> [SOURCE EXTRACT]
---

Monday, February 12, 2007

What Does it Take?

I'm trying to understand what it takes for people to get to where they get to. It seems to be important to me these days. How much of whatever grief pain joy or happiness is required for doors in the mind to open and ideas to be understood and directions altered? And is that always what it takes for lives to change and commitments to be made?

For example; gluten free bread. Odd segue, but work with me. I lived 44, just shy of 45 years eating bread made with wheat flour. That is what bread is after all. In the dictionary, if it does not already say so, after the word bread should be the definition "A base of active yeast, wheat flour and water". Anything lacking wheat flour should not be called bread in my estimation. Wheat flour and yeast were put on this planet to be together. They were made for each other, and apart neither can do anything of true significance. Well, unless you like beer I guess. Their chemical dance is an awesome thing to behold, to initiate, to use to craft lovely foods.

So then we have gluten free bread which is made essentially from ANYTHING BUT wheat flour. I've seen all manner of flour from tapioca to bean flour used in gluten free breads, and they have all produced the same sorry results. Now I keep hearing other gluten intolerant people screaming the praises of this store bought gluten free bread or that new recipe. Then I try whatever it is and find myself profoundly disappointed. Which leads me to wonder; is it that they've been so long without wheat bread that they've forgotten and this stuff actually taste good to them, or do they simply have no sense of taste and discernment, or is it all a happy happy facade they throw up to let the world know how unbothered they are by never being able to eat real bread again? Or maybe they've just decided to settle for what they can get. Will I one day miss bread so badly that I'll eat a piece of tapioca bread and swoon?

---

> [WHAT THIS TASK INVOLVES] Carry on the blog post about gluten free bread from the point where it stops.

(Saved entries)
---

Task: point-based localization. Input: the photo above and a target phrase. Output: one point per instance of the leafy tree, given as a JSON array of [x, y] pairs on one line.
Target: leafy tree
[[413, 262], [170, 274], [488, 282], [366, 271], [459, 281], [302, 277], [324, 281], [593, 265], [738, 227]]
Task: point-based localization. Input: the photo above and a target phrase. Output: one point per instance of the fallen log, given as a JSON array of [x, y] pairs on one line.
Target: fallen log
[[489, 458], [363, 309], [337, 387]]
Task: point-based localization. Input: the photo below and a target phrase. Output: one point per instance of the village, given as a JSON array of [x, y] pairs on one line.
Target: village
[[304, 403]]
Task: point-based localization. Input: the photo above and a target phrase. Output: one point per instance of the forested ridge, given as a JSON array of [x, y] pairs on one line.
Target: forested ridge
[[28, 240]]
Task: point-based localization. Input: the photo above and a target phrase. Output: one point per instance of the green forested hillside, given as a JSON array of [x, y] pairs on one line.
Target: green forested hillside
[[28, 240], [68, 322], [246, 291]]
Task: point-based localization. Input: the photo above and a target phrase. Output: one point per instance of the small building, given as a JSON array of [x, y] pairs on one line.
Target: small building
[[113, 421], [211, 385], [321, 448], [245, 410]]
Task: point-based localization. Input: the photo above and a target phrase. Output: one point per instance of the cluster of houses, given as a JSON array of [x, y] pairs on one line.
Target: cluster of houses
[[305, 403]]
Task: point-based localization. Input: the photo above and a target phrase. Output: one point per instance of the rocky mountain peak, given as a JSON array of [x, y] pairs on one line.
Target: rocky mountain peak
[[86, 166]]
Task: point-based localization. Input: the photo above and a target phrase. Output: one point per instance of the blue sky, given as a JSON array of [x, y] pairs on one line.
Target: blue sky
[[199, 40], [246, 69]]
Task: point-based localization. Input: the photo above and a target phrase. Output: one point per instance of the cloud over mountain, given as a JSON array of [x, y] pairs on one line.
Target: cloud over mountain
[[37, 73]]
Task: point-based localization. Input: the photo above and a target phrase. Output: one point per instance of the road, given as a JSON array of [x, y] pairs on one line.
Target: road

---

> [TASK RESPONSE]
I know now how inappropriate wheat barley rye and oats are in my diet. I fully understand that my body was not born to eat these things. True bread is a part of that whole culture of grain we've got going on in the western world. Isn't substitute bread as bad in it's own way somehow? If the primary offender to a GF person is bread, why on earth would you try and find a poor substitute for it? I don't know. Maybe I'm wrong. Maybe I'm just pissed because I can't have wheat bread. Will there ever be a point where I won't miss what I can't have?

And this is all kind of rhetorical really. It is what it is. I could not bring myself to knowingly eat anything with gluten in it now. I've crossed too many lines to ever go back. I know what the results will be. I don't want to be sick. My desire to be healthy and happy is way stronger than my desire to eat bread. Having never been addicted to anything I don't know if that is the way it works. Does an addict finally give up whatever it is that's killing them because the desire to be healthy is stronger than the desire to be unhealthy? Do they hear a click in their brain and suddenly they see the error of their ways? Or is it just physical, which it is with me as well. I know if I eat gluten I will be in pain for hours if not days after. Do you reach a point where whatever good you were getting out of the addiction is overwhelmed by the bad side of it?

The odd thing is that I always knew I'd make a choice at some point to live a healthier life. I have this odd ability. Call it whatever you want. But I know things sometimes. It's always been like that. I have this game I play sometimes when I'm not sure which road to take, or what the outcome of something will be. I ask myself if I can imagine things turning out a certain way. If I can't imagine it, I know that is not what is supposed to be. If I can imagine the alternative then that is what will happen. This works even for things I have no control over like other people's choices and world affairs. I knew long ago that I'd hear this click in my head some way some how and what I ate would then change. I've just been waiting for it. Well, IT'S HERE!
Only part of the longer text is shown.